Quais são os males que a Senhora reza?

Eu rezo de mal olhado, de zipela, de dor de cabeça, de peito aberto, de vento caído, de cobreiro, de fogo selvagem, de impinge, de tudo. Já rezei “meimundo” de gente. Estou aqui, abaixo de Deus, para o que der e vier.

Também é conhecedora de plantas medicinais?

Eu cuido de planta desde os seis anos de idade. Aprendi com minha avó e minha mãe tudo que eu sei hoje. Então, agradeço a Deus e a elas pelo pouco que me ensinou. Quando eu me casei, eu rezava as pessoas lá na Baixa do Tubo, onde eu morei, mas era pouquinho. Vim ser descoberta no Candeal, quando eu rezei uma criatura de peito aberto. Ela já estava desenganada, e ficou boa. É Graciete, mora lá até hoje. O médico disse que não existia remédio, que não tinha reza para isso. Foi uma jornalista lá no Candeal. E, Ela [Graciete] falou: “tem uma senhora que reza aqui, e coisa e tal, eu me curei com ela”. Foi aí que eu fiquei conhecida. Foi a primeira entrevista que eu dei, assim, para sair no rádio, na televisão. Eu dizia assim ao meu marido: “um dia ainda vou sair na televisão, no jornal”. Ele dizia: “Você vai caçar o que fazer, pobre só sai na televisão, no jornal, quando morre, e morre de tragédia”. Eu dizia: “Não, eu vou sair com meus pequenos méritos”. Hoje em dia, graças a Deus, já cheguei até o Globo Repórter, com meus pequenos méritos.

- Dados para análise
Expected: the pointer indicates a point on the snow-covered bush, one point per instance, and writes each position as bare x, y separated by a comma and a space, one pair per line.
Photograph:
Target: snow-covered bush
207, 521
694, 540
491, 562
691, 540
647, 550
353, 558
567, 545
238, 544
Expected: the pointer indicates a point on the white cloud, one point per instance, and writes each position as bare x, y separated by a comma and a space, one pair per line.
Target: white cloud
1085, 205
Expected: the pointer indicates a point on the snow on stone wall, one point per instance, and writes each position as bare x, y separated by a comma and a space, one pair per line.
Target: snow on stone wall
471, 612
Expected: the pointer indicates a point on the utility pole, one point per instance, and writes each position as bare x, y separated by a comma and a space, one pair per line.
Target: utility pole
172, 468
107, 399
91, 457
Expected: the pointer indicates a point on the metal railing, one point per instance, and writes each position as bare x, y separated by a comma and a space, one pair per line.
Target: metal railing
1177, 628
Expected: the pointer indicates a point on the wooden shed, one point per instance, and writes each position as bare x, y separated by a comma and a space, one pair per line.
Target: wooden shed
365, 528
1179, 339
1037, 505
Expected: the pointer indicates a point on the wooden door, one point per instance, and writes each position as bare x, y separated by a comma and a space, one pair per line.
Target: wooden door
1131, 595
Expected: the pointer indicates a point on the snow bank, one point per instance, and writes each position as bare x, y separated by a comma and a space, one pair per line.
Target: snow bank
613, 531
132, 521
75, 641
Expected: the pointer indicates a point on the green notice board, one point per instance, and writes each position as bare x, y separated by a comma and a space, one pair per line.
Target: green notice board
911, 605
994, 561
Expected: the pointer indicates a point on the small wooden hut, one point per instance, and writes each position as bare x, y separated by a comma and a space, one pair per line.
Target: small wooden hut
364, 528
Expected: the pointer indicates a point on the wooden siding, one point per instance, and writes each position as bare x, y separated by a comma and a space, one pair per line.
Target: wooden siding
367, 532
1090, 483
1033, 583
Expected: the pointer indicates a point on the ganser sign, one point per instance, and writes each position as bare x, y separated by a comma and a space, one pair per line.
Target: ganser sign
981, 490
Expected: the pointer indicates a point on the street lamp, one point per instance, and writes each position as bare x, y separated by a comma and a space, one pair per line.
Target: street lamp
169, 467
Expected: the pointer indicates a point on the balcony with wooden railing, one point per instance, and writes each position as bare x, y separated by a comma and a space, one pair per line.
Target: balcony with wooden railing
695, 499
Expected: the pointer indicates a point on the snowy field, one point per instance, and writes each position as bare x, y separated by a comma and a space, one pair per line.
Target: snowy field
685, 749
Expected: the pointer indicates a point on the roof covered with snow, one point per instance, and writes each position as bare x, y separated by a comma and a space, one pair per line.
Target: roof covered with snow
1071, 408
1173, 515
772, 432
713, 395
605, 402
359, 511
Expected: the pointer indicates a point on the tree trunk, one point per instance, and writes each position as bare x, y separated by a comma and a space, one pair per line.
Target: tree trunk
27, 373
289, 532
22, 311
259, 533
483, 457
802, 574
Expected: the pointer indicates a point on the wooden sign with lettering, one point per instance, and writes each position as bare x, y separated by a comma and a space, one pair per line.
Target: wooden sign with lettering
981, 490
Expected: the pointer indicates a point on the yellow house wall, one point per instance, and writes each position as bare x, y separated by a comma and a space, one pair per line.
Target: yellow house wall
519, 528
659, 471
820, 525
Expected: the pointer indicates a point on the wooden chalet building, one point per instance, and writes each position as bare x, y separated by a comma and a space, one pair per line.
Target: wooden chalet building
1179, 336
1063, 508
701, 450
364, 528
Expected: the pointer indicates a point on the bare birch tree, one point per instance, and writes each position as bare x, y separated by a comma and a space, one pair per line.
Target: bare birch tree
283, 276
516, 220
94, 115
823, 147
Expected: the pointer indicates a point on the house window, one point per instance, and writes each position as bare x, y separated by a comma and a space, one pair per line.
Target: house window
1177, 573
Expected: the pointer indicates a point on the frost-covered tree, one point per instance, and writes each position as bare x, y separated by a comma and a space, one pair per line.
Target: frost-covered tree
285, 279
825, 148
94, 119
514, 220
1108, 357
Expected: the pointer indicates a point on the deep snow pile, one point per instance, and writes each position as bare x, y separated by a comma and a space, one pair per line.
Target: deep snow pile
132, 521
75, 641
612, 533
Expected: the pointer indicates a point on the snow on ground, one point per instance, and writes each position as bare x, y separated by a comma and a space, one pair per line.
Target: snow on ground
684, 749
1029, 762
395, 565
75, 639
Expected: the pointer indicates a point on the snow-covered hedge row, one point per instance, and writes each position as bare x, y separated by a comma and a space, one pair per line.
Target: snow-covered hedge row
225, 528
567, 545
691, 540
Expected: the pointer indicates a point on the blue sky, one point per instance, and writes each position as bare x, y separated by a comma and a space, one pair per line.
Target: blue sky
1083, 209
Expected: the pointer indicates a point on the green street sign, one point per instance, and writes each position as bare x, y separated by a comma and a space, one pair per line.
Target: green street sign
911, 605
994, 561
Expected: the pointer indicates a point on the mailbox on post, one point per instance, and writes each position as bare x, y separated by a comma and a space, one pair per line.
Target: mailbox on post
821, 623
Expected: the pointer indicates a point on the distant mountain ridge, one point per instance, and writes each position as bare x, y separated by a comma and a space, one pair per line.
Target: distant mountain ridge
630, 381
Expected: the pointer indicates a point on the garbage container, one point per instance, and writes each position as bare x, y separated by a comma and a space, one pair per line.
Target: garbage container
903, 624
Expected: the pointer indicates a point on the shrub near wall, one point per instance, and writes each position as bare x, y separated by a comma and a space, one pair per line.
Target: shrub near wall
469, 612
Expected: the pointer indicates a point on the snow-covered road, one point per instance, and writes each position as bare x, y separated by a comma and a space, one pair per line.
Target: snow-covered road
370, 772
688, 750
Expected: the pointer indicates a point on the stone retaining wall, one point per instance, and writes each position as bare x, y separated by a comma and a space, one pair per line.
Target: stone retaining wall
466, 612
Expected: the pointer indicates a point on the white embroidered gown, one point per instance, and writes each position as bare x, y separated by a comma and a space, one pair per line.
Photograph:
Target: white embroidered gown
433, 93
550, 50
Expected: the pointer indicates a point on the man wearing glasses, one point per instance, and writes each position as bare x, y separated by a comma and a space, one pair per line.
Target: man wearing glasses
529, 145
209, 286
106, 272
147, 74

- Tarefa 1
Reescreva a parte do trecho que começa em "Quais são os" e vai até "der e vier.", trocando "cobreiro" por "herpes-zóster".
- Tarefa 2
Responda às perguntas sobre o trecho.
(a) Com quem ela aprendeu o que sabe sobre plantas?
(b) Onde ela morava quando se casou?
(c) A que programa ela diz ter chegado com seus pequenos méritos?

- Resposta 1
Quais são os males que a Senhora reza?

Eu rezo de mal olhado, de zipela, de dor de cabeça, de peito aberto, de vento caído, de herpes-zóster, de fogo selvagem, de impinge, de tudo. Já rezei “meimundo” de gente. Estou aqui, abaixo de Deus, para o que der e vier.

- Resposta 2
(a) Com a avó e a mãe.
(b) Na Baixa do Tubo.
(c) Ao Globo Repórter.